**PROBLEM DESCRIPTION**
Should a line in the entries below contain "pine", return that line.
******************************
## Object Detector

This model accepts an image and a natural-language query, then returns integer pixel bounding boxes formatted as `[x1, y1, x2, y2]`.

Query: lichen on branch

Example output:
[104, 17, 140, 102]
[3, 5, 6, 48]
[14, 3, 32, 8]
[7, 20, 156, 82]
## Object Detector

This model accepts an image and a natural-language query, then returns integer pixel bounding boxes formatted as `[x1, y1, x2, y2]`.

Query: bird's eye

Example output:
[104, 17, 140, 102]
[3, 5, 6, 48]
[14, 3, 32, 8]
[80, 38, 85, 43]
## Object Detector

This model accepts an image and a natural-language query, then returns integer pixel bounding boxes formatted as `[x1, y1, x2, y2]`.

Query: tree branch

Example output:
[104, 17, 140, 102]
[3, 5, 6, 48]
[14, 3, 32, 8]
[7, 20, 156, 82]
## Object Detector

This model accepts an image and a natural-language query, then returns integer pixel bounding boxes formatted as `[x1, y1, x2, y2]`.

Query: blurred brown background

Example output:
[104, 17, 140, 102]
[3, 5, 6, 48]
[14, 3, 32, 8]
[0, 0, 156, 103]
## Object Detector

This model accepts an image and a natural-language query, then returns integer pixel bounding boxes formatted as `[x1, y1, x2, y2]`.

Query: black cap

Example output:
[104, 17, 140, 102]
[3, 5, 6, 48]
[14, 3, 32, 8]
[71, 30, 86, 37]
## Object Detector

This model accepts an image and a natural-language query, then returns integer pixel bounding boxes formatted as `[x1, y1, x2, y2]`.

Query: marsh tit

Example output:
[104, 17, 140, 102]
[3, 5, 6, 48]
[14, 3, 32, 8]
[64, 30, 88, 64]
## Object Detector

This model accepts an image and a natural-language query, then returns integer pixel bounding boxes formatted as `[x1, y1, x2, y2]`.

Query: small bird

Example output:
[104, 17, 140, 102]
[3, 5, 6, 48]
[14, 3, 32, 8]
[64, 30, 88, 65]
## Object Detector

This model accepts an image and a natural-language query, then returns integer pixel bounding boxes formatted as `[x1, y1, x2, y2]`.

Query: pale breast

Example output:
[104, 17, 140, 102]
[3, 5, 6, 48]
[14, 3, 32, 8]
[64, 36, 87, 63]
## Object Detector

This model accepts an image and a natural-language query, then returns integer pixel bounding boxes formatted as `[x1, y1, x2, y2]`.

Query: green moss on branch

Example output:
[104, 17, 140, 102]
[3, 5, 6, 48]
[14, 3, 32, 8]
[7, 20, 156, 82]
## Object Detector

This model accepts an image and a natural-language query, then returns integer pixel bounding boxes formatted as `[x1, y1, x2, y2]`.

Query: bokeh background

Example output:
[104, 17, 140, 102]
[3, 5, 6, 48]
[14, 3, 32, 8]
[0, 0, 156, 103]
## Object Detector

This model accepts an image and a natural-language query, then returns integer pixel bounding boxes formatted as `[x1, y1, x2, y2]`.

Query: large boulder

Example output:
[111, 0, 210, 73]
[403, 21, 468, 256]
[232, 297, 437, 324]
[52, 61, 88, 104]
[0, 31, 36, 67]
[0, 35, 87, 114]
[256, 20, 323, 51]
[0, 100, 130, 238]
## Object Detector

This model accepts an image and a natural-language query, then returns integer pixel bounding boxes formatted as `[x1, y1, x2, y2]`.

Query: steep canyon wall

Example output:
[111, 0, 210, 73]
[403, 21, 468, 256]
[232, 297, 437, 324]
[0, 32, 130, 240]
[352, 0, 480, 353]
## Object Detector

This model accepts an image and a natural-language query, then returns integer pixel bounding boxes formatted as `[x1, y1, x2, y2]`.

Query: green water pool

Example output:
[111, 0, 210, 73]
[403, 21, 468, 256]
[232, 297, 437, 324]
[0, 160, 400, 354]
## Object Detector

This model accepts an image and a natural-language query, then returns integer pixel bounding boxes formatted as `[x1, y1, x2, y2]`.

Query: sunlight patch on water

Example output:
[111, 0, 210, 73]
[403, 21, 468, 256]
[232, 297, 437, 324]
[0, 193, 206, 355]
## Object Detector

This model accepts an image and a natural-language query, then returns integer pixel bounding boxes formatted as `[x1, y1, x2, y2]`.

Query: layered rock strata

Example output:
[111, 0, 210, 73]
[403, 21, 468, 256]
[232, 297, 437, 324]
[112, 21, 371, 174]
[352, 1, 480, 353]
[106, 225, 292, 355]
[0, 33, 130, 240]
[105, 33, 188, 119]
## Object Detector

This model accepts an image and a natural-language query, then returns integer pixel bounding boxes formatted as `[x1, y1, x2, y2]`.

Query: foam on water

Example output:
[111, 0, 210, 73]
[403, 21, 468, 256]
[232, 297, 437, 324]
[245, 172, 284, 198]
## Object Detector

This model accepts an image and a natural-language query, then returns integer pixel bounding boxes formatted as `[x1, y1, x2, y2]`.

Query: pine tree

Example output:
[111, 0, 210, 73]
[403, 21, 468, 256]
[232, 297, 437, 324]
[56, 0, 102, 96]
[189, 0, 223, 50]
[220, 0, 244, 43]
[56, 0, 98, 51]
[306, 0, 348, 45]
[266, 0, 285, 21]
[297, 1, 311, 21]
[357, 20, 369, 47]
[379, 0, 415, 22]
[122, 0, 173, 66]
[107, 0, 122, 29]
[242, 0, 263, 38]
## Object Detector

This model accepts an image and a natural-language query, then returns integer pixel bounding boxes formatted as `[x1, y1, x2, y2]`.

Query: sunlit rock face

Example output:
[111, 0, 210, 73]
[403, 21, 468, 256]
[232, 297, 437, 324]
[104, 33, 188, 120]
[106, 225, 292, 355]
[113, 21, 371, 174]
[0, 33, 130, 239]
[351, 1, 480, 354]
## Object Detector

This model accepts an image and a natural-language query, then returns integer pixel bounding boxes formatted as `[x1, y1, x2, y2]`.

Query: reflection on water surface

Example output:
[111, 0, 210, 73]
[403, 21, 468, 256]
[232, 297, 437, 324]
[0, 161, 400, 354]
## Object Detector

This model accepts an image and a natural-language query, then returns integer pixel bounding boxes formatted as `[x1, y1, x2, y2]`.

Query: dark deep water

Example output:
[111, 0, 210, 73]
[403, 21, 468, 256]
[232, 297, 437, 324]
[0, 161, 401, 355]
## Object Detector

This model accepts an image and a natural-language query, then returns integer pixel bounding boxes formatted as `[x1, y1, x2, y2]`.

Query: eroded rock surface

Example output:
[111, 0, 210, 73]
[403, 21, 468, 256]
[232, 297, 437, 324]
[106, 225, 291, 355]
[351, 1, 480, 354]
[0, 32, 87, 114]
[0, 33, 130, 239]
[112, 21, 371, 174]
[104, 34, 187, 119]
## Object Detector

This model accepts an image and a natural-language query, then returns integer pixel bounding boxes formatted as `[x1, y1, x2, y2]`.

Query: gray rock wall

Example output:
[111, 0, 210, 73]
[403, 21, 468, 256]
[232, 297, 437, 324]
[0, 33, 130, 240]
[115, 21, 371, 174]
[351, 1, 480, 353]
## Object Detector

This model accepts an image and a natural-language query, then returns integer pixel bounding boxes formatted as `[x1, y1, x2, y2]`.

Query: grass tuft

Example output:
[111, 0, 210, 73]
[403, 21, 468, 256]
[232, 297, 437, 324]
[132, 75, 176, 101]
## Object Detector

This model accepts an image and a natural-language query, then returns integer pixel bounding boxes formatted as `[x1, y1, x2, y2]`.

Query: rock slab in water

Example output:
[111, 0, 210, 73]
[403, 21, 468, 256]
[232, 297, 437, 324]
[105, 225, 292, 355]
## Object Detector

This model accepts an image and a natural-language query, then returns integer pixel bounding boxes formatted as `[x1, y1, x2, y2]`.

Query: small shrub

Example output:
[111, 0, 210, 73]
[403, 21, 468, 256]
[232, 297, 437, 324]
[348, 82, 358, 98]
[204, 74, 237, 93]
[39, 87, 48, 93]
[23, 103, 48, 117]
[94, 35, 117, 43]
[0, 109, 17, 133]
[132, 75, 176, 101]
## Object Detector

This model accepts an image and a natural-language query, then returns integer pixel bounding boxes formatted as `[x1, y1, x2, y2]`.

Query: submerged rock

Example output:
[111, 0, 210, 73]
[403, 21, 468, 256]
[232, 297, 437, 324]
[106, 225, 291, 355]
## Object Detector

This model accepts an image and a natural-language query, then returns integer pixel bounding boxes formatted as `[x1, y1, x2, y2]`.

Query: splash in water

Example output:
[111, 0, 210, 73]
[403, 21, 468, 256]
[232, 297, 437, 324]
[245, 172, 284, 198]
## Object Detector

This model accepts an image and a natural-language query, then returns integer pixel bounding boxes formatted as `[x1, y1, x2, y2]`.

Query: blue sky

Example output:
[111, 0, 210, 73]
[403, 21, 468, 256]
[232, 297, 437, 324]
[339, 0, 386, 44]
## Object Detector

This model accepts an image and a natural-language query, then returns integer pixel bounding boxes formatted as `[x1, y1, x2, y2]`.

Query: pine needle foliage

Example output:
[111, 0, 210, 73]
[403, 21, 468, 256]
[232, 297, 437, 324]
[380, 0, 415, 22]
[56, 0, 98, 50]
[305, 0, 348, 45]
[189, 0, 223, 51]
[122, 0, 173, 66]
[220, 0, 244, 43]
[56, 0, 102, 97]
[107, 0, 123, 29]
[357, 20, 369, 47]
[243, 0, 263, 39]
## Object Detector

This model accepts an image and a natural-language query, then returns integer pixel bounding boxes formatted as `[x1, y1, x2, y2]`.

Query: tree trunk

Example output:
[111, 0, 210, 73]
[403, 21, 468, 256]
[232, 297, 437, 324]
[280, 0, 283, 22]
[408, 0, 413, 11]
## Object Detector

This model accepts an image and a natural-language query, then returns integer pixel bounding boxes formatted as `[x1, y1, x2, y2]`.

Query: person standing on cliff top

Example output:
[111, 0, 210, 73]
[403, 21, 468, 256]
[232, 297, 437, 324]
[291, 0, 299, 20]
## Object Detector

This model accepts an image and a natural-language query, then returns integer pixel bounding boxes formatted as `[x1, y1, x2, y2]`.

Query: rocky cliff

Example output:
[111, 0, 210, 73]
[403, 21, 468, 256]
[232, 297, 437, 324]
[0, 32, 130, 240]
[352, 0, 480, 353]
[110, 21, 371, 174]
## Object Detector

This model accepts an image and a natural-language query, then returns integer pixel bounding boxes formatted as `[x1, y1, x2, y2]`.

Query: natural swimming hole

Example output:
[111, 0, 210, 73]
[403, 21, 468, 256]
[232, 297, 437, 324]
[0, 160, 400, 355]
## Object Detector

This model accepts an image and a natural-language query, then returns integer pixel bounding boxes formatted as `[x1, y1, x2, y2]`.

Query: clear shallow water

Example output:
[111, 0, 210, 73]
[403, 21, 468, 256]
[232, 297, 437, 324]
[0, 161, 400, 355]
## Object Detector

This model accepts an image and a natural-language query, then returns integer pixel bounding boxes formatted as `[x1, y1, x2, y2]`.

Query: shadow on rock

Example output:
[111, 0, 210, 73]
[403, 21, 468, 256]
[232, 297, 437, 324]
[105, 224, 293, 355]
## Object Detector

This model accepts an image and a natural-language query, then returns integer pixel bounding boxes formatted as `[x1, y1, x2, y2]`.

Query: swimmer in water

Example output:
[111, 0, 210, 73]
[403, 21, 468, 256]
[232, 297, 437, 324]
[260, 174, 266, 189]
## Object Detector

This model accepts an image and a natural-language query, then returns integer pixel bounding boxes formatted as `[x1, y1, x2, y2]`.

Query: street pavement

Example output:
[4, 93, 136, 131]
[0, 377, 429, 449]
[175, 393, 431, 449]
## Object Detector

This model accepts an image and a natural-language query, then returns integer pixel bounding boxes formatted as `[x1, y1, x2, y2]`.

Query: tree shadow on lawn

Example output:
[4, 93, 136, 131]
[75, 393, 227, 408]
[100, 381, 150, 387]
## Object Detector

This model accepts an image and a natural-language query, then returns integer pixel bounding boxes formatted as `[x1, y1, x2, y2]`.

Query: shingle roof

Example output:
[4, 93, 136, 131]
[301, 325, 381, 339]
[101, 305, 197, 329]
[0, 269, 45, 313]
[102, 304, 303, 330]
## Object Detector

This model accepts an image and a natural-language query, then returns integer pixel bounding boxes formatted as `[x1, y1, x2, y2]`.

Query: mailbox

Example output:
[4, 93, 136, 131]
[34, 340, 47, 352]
******************************
**ANSWER TO THE PROBLEM**
Query: pine tree
Query: pine needle foliage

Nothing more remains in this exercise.